[Items from a data source]
========================================

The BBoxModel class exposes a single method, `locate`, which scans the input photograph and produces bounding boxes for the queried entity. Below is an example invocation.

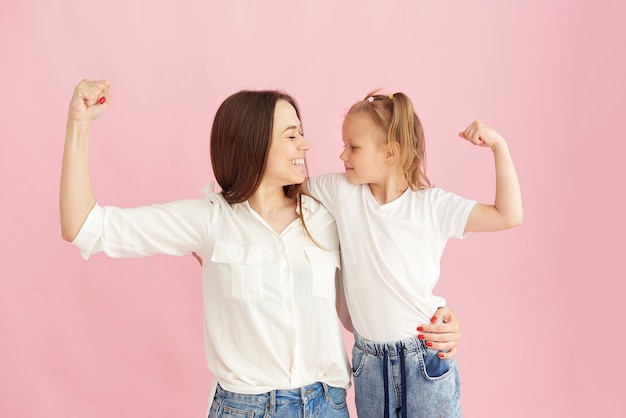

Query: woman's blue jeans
[208,381,349,417]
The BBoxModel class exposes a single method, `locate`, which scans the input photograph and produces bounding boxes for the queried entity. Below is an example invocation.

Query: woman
[60,79,460,417]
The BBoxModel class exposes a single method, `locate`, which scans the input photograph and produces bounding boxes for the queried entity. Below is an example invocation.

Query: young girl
[304,92,523,417]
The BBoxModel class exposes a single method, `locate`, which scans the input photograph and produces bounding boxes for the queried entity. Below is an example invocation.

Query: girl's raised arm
[461,121,523,233]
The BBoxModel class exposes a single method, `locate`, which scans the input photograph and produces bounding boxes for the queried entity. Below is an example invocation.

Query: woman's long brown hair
[210,90,316,243]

========================================

What to do
Write out exactly the lines that run from the one containing "Query: woman's blue jeans" to the end of the records, both end lines included.

Answer for the task
Query: woman's blue jeans
[208,381,349,417]
The BBoxModel class exposes a single method, `locate`, which scans the input photograph and produces bounding boxes for the queried entity. Below is an example invocation.

Query: woman
[60,79,460,417]
The BBoxModel class exposes a single method, `locate`, which scans the input photograph and produces bounding boxes for the queried entity. Below is an example invocation.

Query: young girl
[304,92,523,417]
The BBoxModel class exposes a single method, `locate`, which scans the input photograph and produces bounding boxes for the queried entity. Below is an example invocation.

Query: girl's raised arm
[461,121,523,233]
The BBoxModel class exposes a single method, `locate`, which scans the input photograph and produces bounding boxes for the queried entity. Below is an example invocation.

Query: woman's long brown hair
[210,90,316,243]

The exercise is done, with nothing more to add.